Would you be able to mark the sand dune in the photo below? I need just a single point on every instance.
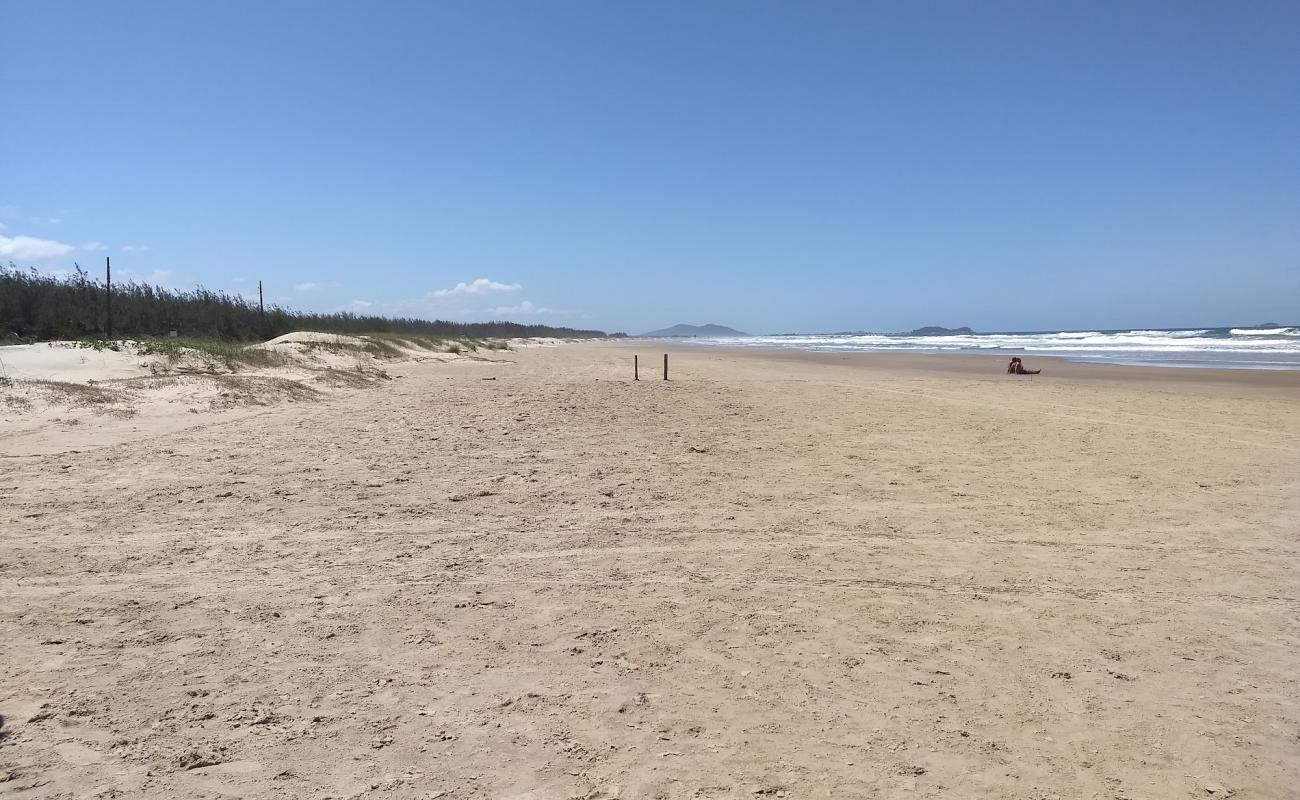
(771, 576)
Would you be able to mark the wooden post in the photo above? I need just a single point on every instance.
(108, 295)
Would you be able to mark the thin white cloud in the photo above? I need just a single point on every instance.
(157, 277)
(477, 286)
(24, 247)
(523, 308)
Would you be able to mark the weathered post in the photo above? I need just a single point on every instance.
(108, 297)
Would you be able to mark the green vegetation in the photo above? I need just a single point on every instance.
(35, 306)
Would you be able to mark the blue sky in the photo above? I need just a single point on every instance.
(775, 167)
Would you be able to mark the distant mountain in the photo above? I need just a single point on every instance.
(937, 331)
(705, 331)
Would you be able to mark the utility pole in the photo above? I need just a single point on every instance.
(108, 295)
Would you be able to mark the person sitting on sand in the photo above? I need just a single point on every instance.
(1017, 367)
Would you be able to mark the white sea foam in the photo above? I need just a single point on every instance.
(1265, 331)
(1247, 347)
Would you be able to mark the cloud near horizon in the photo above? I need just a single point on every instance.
(24, 247)
(313, 286)
(477, 286)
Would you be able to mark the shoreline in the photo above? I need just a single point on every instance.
(992, 367)
(841, 575)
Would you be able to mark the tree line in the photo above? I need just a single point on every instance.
(37, 307)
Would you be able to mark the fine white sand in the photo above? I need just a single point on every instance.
(774, 575)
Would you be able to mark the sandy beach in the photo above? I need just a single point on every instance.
(775, 575)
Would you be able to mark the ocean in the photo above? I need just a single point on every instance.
(1222, 347)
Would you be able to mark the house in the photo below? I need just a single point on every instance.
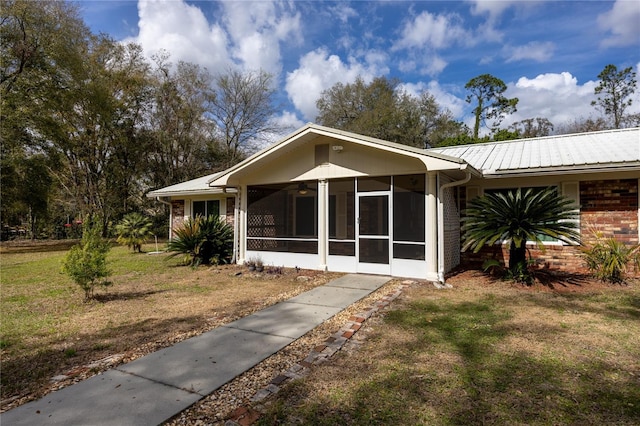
(326, 199)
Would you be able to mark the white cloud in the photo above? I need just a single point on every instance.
(318, 70)
(183, 31)
(557, 97)
(622, 22)
(536, 51)
(247, 36)
(425, 35)
(343, 12)
(431, 31)
(492, 8)
(256, 31)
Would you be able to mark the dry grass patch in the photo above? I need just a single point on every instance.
(47, 330)
(484, 352)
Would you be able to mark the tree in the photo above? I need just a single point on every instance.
(86, 263)
(582, 125)
(616, 87)
(93, 125)
(381, 110)
(517, 217)
(179, 131)
(38, 41)
(487, 93)
(133, 230)
(532, 127)
(242, 111)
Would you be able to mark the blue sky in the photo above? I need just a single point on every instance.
(548, 52)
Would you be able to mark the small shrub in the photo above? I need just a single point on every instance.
(86, 263)
(203, 241)
(608, 259)
(133, 230)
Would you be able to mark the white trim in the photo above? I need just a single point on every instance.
(323, 222)
(375, 268)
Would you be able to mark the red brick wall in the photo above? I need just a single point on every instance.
(609, 207)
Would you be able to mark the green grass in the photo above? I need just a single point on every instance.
(37, 296)
(483, 356)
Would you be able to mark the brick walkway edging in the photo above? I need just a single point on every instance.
(245, 415)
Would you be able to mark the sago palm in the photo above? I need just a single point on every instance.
(133, 230)
(517, 217)
(203, 240)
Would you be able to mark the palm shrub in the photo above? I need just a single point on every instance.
(608, 259)
(518, 216)
(202, 241)
(133, 230)
(86, 262)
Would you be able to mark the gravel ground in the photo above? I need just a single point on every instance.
(217, 408)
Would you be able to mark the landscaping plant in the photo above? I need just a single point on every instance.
(133, 231)
(517, 217)
(608, 259)
(203, 241)
(86, 262)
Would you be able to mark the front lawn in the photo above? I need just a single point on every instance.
(47, 330)
(484, 352)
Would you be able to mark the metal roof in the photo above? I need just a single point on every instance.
(574, 153)
(195, 186)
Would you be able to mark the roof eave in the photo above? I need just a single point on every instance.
(599, 168)
(203, 191)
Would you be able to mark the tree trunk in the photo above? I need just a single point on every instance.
(517, 255)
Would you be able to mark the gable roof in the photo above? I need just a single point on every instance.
(437, 161)
(583, 152)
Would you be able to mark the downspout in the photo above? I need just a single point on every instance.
(441, 223)
(236, 221)
(160, 200)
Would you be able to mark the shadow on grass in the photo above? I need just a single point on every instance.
(29, 374)
(455, 368)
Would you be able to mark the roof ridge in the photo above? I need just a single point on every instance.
(539, 138)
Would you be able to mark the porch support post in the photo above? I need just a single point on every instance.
(323, 223)
(242, 224)
(431, 218)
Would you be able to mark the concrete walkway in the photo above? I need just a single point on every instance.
(156, 387)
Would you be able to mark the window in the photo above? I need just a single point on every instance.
(205, 208)
(409, 217)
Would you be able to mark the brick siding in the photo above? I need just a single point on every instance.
(608, 207)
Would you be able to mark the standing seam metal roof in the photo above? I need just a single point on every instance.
(605, 149)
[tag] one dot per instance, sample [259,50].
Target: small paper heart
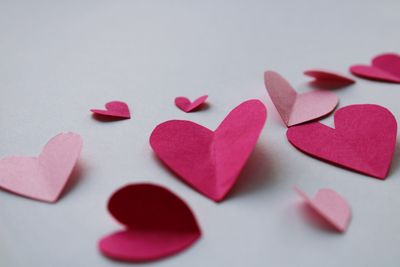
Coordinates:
[297,108]
[116,109]
[158,224]
[186,105]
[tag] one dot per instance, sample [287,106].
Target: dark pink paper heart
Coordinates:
[385,67]
[117,109]
[210,161]
[184,103]
[328,76]
[363,140]
[158,224]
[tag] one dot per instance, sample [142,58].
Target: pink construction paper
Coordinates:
[43,177]
[330,206]
[158,224]
[326,75]
[363,139]
[297,108]
[210,161]
[184,103]
[385,67]
[117,109]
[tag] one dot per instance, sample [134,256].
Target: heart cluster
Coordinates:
[157,223]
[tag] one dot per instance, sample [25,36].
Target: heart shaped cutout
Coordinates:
[329,76]
[186,105]
[385,67]
[116,109]
[42,178]
[297,108]
[210,161]
[363,139]
[158,224]
[331,206]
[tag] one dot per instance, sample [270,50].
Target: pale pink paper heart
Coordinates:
[363,140]
[158,224]
[330,206]
[210,161]
[186,105]
[385,67]
[329,76]
[117,109]
[42,178]
[297,108]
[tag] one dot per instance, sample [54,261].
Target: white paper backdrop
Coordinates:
[58,59]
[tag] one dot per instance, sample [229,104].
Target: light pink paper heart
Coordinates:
[385,67]
[329,76]
[184,104]
[297,108]
[116,109]
[42,178]
[158,224]
[330,206]
[210,161]
[363,139]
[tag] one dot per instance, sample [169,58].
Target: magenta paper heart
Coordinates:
[184,104]
[116,109]
[330,206]
[363,140]
[158,224]
[42,178]
[329,76]
[385,67]
[297,108]
[210,161]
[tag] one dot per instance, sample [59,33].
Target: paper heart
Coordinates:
[158,224]
[330,206]
[116,109]
[329,76]
[297,108]
[385,67]
[42,178]
[184,104]
[210,161]
[363,139]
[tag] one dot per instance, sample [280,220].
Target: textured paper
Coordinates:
[297,108]
[363,140]
[329,76]
[157,224]
[210,161]
[186,105]
[332,207]
[385,67]
[43,177]
[116,109]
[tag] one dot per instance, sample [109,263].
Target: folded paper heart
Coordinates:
[363,140]
[184,104]
[210,161]
[385,67]
[116,109]
[158,224]
[42,178]
[328,76]
[330,206]
[297,108]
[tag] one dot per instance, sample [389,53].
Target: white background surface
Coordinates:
[58,59]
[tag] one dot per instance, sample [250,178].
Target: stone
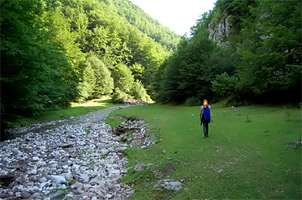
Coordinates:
[139,167]
[170,184]
[50,159]
[58,179]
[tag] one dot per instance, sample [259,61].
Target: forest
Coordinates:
[243,51]
[55,52]
[101,101]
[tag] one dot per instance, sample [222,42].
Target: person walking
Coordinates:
[205,117]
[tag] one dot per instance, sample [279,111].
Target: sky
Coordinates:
[178,15]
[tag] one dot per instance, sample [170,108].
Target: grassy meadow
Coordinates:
[251,153]
[75,109]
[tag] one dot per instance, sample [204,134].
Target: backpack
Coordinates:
[206,115]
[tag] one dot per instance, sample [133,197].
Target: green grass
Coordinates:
[248,155]
[75,109]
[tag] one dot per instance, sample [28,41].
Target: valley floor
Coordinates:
[252,152]
[75,158]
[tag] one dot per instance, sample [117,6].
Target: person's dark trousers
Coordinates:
[205,129]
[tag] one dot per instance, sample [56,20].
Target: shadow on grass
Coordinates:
[57,114]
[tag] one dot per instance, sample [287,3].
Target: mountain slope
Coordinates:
[151,27]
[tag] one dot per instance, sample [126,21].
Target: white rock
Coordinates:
[58,179]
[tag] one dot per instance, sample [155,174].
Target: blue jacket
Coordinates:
[205,114]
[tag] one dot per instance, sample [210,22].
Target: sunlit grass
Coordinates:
[249,153]
[75,109]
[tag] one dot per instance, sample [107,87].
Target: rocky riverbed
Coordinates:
[75,158]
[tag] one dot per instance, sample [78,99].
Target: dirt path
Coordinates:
[75,158]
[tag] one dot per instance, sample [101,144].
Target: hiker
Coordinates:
[205,117]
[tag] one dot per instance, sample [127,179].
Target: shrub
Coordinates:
[225,85]
[103,79]
[120,96]
[86,87]
[123,78]
[139,92]
[192,101]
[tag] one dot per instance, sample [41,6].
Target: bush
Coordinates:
[103,79]
[86,87]
[123,78]
[225,85]
[139,92]
[192,101]
[120,96]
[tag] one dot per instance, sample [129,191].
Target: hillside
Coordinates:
[151,27]
[54,52]
[243,51]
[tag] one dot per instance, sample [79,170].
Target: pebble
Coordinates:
[59,158]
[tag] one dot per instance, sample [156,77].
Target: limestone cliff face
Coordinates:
[219,31]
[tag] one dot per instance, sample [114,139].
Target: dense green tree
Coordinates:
[88,84]
[123,78]
[256,54]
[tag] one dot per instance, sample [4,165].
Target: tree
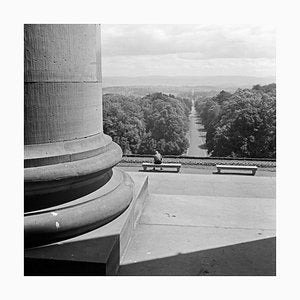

——————

#### Work required
Read the entries and select each line where the word "paper" is found.

#### Answer area
Target: small paper heart
Target: dark pink paper heart
Target: pink construction paper
Target: pale pink paper heart
Target: white paper backdrop
Target: light pink paper heart
Target: magenta paper heart
Target: paper heart
Target: textured paper
Target: folded paper heart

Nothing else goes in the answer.